● Text provided:

Leda, Truth and Sensuality

“Only in womankind is sexuality no surrender of the ego boundary, no schism; it abides as the homeland of the personality, which can still include the sublimations of the spirit without losing itself.” - Lou Andreas-Salomé, The Freud Journal, Journal 118, 1912-13

What is it about Leda that inspires art that surpasses the bounds of time? Paintings, sculptures, mosaics, frescoes, engraved in wood and stone and cast in gold, the story of Leda and the Swan recurs again and again as the unflinching representation of the overwhelming absolute of Eros, passionate love.

We would not skirt the violent version of the myth, but like the obsession of the great artists, our hearts are drawn to the myriad of representations of Leda as a woman in the throes of ecstasy, the very vision of the feminine ability to give into the desire for love and the love of desire without losing that which makes her, herself. This is the story we have been called to tell.

It is the luxury of scandal, Leda’s unabashed sensuality, and the exuberant, undeniable beauty of seduction within the parting grass and downy feathers that draws us in. In this, our depiction of Leda and the Swan, we honor the expression of unbound desire.

This, too, is what Léon François Comerre paints in The Triumph of the Swan, with elegant Leda drawn back and surrounded by the verdant glow of a meadow, peering down at the viewer through dewy eyelids. She is smitten, ravished, and unashamed. Leda’s beauty and that of her surroundings in this intimate but sinful moment evoke feelings of wonder as the viewer’s own sensuality is stirred.

What keeps us returning, centuries on, is the freedom of Leda: the impulse, the passion, the erotic desire to push the boundaries of all that is acceptable in favor of what is true. Leda’s crimson-cheeked gaze frees her viewer. With her permission, we begin to release the false need to deny these irreverent and irresistible secret desires, personified by the Swan, the king of gods brought to his knees by the very sight of his beloved, disoriented by the urges that draw him but undeniably and wholly enchanted.

“...His weight bearing down,

his long neck thrusting her hand aside,

the god released himself into his beloved.

Only then did he delight in his feathers

and, in that moment, become truly a swan.”

[Point labeling samples]
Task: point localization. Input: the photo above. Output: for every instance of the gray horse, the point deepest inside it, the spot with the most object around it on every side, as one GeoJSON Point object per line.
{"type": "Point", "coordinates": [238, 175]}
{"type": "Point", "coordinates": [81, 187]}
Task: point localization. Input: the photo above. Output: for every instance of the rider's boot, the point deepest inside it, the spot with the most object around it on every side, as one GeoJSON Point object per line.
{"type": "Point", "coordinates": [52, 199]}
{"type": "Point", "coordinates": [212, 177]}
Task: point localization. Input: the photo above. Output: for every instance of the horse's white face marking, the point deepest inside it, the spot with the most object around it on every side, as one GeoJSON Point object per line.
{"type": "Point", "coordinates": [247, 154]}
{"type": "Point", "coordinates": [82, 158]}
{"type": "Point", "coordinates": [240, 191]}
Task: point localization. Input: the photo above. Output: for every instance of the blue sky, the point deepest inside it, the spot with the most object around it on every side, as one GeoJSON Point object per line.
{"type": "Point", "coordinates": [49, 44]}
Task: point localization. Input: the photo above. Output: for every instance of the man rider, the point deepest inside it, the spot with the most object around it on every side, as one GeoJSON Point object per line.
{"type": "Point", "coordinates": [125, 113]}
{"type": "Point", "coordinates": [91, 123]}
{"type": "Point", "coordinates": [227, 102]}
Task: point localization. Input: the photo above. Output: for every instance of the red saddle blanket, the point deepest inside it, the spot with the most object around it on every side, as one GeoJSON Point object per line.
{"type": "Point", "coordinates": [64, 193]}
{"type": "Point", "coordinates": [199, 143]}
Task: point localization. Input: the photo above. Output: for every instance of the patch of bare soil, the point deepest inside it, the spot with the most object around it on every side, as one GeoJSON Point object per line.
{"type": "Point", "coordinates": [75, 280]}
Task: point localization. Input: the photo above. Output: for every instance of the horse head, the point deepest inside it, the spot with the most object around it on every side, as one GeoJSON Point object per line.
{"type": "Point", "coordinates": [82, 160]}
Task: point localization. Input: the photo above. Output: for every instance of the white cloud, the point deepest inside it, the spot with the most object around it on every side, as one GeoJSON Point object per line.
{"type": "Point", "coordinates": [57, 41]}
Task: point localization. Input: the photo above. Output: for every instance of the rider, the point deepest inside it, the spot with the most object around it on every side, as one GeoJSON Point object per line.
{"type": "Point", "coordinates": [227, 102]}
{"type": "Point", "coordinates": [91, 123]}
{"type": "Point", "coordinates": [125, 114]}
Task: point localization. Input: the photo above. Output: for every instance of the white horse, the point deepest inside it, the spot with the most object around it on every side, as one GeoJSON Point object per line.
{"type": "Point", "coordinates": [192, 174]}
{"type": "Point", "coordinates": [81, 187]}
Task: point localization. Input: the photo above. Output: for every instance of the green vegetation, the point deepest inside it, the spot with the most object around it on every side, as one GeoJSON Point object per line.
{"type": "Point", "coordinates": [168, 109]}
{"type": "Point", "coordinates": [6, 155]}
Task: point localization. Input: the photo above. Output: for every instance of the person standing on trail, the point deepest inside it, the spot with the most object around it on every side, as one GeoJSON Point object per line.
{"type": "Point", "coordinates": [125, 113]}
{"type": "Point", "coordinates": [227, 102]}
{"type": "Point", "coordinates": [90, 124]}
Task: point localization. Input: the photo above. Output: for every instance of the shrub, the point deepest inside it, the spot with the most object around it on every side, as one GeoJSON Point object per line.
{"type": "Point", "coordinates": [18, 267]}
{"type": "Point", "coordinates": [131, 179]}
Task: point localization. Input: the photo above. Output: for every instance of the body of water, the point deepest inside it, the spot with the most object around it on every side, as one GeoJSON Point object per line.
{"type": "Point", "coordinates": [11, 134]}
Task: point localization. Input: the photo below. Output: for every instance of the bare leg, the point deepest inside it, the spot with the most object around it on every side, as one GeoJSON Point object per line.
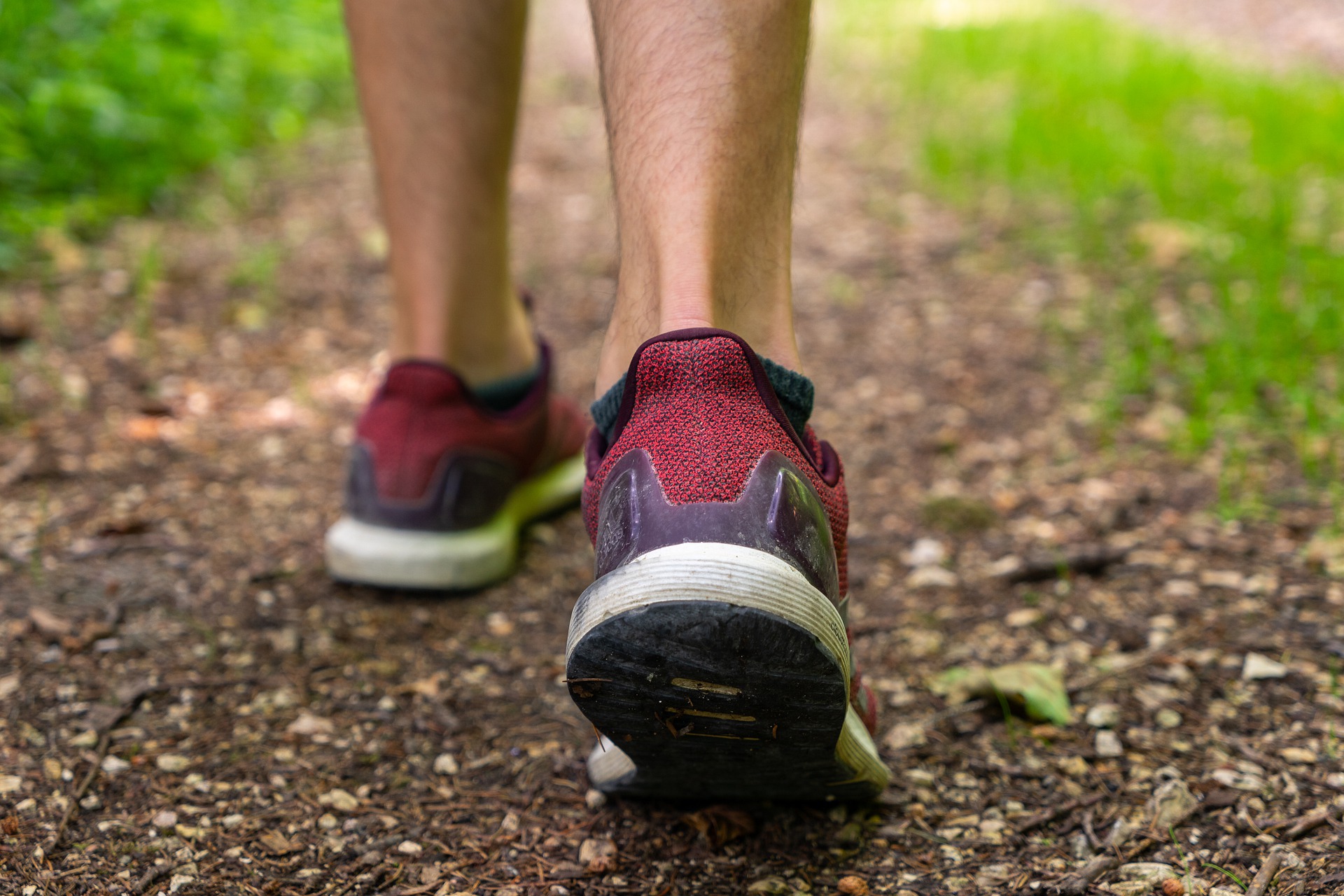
{"type": "Point", "coordinates": [438, 83]}
{"type": "Point", "coordinates": [702, 102]}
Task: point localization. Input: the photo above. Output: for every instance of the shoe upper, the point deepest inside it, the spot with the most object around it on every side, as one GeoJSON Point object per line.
{"type": "Point", "coordinates": [429, 456]}
{"type": "Point", "coordinates": [702, 451]}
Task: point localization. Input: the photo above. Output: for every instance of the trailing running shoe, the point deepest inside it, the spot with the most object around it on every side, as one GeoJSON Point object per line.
{"type": "Point", "coordinates": [711, 652]}
{"type": "Point", "coordinates": [440, 485]}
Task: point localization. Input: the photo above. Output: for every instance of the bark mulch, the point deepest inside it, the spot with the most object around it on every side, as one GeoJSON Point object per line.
{"type": "Point", "coordinates": [188, 706]}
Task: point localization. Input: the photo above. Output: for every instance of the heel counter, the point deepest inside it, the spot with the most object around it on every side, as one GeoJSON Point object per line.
{"type": "Point", "coordinates": [777, 512]}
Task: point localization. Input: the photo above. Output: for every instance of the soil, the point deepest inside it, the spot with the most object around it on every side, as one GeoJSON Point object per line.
{"type": "Point", "coordinates": [191, 707]}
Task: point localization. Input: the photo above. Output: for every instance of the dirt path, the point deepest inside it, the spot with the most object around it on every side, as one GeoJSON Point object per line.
{"type": "Point", "coordinates": [257, 729]}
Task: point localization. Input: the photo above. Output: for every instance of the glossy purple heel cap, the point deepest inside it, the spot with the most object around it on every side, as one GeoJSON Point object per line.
{"type": "Point", "coordinates": [464, 493]}
{"type": "Point", "coordinates": [778, 512]}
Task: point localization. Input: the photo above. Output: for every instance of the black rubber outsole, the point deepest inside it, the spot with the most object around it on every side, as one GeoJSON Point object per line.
{"type": "Point", "coordinates": [715, 701]}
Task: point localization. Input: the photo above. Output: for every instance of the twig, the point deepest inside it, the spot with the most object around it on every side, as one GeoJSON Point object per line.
{"type": "Point", "coordinates": [1265, 875]}
{"type": "Point", "coordinates": [153, 875]}
{"type": "Point", "coordinates": [1098, 865]}
{"type": "Point", "coordinates": [1312, 821]}
{"type": "Point", "coordinates": [1051, 814]}
{"type": "Point", "coordinates": [1269, 762]}
{"type": "Point", "coordinates": [124, 711]}
{"type": "Point", "coordinates": [100, 754]}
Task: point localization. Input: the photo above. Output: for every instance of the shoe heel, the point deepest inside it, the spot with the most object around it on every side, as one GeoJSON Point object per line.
{"type": "Point", "coordinates": [715, 671]}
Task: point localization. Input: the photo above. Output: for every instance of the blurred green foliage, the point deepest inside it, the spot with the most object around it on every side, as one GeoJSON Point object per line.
{"type": "Point", "coordinates": [106, 106]}
{"type": "Point", "coordinates": [1203, 200]}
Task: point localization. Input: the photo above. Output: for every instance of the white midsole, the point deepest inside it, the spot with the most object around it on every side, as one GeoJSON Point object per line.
{"type": "Point", "coordinates": [739, 577]}
{"type": "Point", "coordinates": [410, 559]}
{"type": "Point", "coordinates": [720, 573]}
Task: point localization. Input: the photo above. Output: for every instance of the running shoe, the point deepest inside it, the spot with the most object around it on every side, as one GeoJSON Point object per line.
{"type": "Point", "coordinates": [711, 652]}
{"type": "Point", "coordinates": [438, 485]}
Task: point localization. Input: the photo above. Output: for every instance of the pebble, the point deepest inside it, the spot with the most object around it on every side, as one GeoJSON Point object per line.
{"type": "Point", "coordinates": [932, 578]}
{"type": "Point", "coordinates": [172, 762]}
{"type": "Point", "coordinates": [339, 799]}
{"type": "Point", "coordinates": [1104, 715]}
{"type": "Point", "coordinates": [308, 724]}
{"type": "Point", "coordinates": [1167, 719]}
{"type": "Point", "coordinates": [1108, 745]}
{"type": "Point", "coordinates": [115, 764]}
{"type": "Point", "coordinates": [1257, 666]}
{"type": "Point", "coordinates": [1171, 802]}
{"type": "Point", "coordinates": [853, 886]}
{"type": "Point", "coordinates": [1149, 872]}
{"type": "Point", "coordinates": [925, 552]}
{"type": "Point", "coordinates": [164, 820]}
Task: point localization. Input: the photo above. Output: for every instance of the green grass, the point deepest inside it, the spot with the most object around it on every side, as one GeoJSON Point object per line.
{"type": "Point", "coordinates": [109, 108]}
{"type": "Point", "coordinates": [1203, 202]}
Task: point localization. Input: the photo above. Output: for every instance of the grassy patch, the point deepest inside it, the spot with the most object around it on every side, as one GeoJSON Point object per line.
{"type": "Point", "coordinates": [106, 106]}
{"type": "Point", "coordinates": [1200, 204]}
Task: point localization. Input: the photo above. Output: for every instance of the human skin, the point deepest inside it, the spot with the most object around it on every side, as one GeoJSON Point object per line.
{"type": "Point", "coordinates": [702, 99]}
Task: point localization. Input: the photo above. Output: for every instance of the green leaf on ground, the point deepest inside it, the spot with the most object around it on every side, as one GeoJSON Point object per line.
{"type": "Point", "coordinates": [1037, 688]}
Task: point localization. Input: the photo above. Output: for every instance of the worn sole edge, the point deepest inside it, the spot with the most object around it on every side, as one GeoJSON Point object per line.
{"type": "Point", "coordinates": [394, 558]}
{"type": "Point", "coordinates": [736, 575]}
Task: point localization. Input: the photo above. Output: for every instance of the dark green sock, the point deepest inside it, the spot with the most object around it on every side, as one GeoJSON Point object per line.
{"type": "Point", "coordinates": [794, 391]}
{"type": "Point", "coordinates": [505, 394]}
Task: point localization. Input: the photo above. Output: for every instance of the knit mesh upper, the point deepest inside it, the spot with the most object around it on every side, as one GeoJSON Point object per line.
{"type": "Point", "coordinates": [705, 425]}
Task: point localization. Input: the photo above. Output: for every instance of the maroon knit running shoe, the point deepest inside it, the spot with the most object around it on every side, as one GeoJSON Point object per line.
{"type": "Point", "coordinates": [440, 485]}
{"type": "Point", "coordinates": [711, 650]}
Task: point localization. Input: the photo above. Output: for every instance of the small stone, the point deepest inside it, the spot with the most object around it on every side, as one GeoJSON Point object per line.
{"type": "Point", "coordinates": [1180, 589]}
{"type": "Point", "coordinates": [1074, 766]}
{"type": "Point", "coordinates": [853, 886]}
{"type": "Point", "coordinates": [1257, 666]}
{"type": "Point", "coordinates": [308, 724]}
{"type": "Point", "coordinates": [1104, 715]}
{"type": "Point", "coordinates": [499, 625]}
{"type": "Point", "coordinates": [1222, 580]}
{"type": "Point", "coordinates": [172, 762]}
{"type": "Point", "coordinates": [597, 855]}
{"type": "Point", "coordinates": [1174, 887]}
{"type": "Point", "coordinates": [339, 799]}
{"type": "Point", "coordinates": [925, 552]}
{"type": "Point", "coordinates": [1108, 745]}
{"type": "Point", "coordinates": [1171, 804]}
{"type": "Point", "coordinates": [1149, 872]}
{"type": "Point", "coordinates": [932, 578]}
{"type": "Point", "coordinates": [115, 764]}
{"type": "Point", "coordinates": [1238, 780]}
{"type": "Point", "coordinates": [1167, 719]}
{"type": "Point", "coordinates": [1298, 755]}
{"type": "Point", "coordinates": [905, 736]}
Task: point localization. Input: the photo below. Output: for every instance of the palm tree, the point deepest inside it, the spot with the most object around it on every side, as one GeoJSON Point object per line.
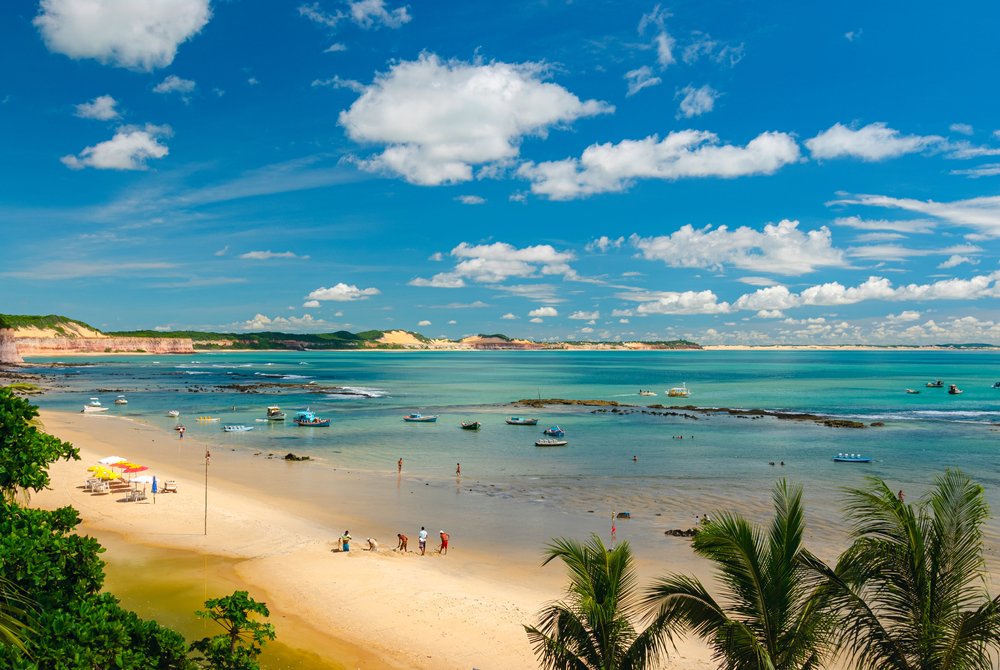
{"type": "Point", "coordinates": [771, 616]}
{"type": "Point", "coordinates": [593, 629]}
{"type": "Point", "coordinates": [912, 586]}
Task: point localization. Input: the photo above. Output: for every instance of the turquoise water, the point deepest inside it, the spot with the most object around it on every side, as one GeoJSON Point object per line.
{"type": "Point", "coordinates": [923, 435]}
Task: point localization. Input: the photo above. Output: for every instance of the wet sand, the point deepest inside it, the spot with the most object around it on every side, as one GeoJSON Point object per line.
{"type": "Point", "coordinates": [280, 522]}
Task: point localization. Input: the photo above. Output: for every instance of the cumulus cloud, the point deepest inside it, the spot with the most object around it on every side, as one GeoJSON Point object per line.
{"type": "Point", "coordinates": [957, 260]}
{"type": "Point", "coordinates": [491, 263]}
{"type": "Point", "coordinates": [373, 14]}
{"type": "Point", "coordinates": [135, 34]}
{"type": "Point", "coordinates": [697, 101]}
{"type": "Point", "coordinates": [342, 293]}
{"type": "Point", "coordinates": [101, 108]}
{"type": "Point", "coordinates": [639, 79]}
{"type": "Point", "coordinates": [129, 149]}
{"type": "Point", "coordinates": [337, 82]}
{"type": "Point", "coordinates": [781, 248]}
{"type": "Point", "coordinates": [266, 255]}
{"type": "Point", "coordinates": [874, 142]}
{"type": "Point", "coordinates": [439, 119]}
{"type": "Point", "coordinates": [603, 243]}
{"type": "Point", "coordinates": [683, 154]}
{"type": "Point", "coordinates": [174, 84]}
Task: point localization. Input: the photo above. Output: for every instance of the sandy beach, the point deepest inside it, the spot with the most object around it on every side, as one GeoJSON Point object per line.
{"type": "Point", "coordinates": [364, 609]}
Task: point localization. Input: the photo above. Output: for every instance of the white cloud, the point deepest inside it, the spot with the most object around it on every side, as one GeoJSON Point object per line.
{"type": "Point", "coordinates": [914, 226]}
{"type": "Point", "coordinates": [101, 108]}
{"type": "Point", "coordinates": [266, 255]}
{"type": "Point", "coordinates": [337, 82]}
{"type": "Point", "coordinates": [129, 149]}
{"type": "Point", "coordinates": [342, 293]}
{"type": "Point", "coordinates": [780, 248]}
{"type": "Point", "coordinates": [688, 153]}
{"type": "Point", "coordinates": [439, 119]}
{"type": "Point", "coordinates": [174, 84]}
{"type": "Point", "coordinates": [957, 260]}
{"type": "Point", "coordinates": [639, 79]}
{"type": "Point", "coordinates": [136, 34]}
{"type": "Point", "coordinates": [697, 101]}
{"type": "Point", "coordinates": [603, 243]}
{"type": "Point", "coordinates": [908, 315]}
{"type": "Point", "coordinates": [496, 262]}
{"type": "Point", "coordinates": [874, 142]}
{"type": "Point", "coordinates": [372, 14]}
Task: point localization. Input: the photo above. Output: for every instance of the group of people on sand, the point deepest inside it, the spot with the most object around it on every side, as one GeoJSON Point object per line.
{"type": "Point", "coordinates": [345, 542]}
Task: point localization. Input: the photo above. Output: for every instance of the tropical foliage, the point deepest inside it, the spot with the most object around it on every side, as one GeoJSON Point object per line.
{"type": "Point", "coordinates": [594, 627]}
{"type": "Point", "coordinates": [912, 588]}
{"type": "Point", "coordinates": [769, 616]}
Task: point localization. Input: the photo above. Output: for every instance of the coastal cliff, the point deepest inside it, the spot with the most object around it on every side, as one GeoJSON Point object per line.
{"type": "Point", "coordinates": [48, 346]}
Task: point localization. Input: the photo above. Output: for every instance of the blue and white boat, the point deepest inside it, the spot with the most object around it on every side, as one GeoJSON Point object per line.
{"type": "Point", "coordinates": [307, 418]}
{"type": "Point", "coordinates": [852, 458]}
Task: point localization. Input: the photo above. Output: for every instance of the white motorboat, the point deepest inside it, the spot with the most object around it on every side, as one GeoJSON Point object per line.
{"type": "Point", "coordinates": [94, 406]}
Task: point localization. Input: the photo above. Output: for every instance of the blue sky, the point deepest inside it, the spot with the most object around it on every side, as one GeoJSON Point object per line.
{"type": "Point", "coordinates": [731, 172]}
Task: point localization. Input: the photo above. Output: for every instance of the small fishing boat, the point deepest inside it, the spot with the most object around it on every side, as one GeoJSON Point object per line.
{"type": "Point", "coordinates": [307, 418]}
{"type": "Point", "coordinates": [94, 406]}
{"type": "Point", "coordinates": [420, 418]}
{"type": "Point", "coordinates": [852, 458]}
{"type": "Point", "coordinates": [679, 392]}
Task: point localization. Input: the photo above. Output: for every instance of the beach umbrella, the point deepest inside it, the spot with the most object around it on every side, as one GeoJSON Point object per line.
{"type": "Point", "coordinates": [111, 460]}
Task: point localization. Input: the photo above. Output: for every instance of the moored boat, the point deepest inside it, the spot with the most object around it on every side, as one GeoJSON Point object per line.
{"type": "Point", "coordinates": [679, 392]}
{"type": "Point", "coordinates": [852, 458]}
{"type": "Point", "coordinates": [420, 418]}
{"type": "Point", "coordinates": [307, 418]}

● Task statement: For each statement below, state yes or no to say whether it agrees with the essay on Leda and the Swan, and quote the words of the essay that decide it. (a) The Triumph of the Swan is a painting by Léon François Comerre. (b) In that painting, Leda is shown as ashamed. (c) The opening quotation is taken from The Freud Journal.

● Solution to the problem:
(a) Yes: "Léon François Comerre paints in The Triumph of the Swan"
(b) No: "She is smitten, ravished, and unashamed."
(c) Yes: "Lou Andreas-Salomé, The Freud Journal, Journal 118, 1912-13"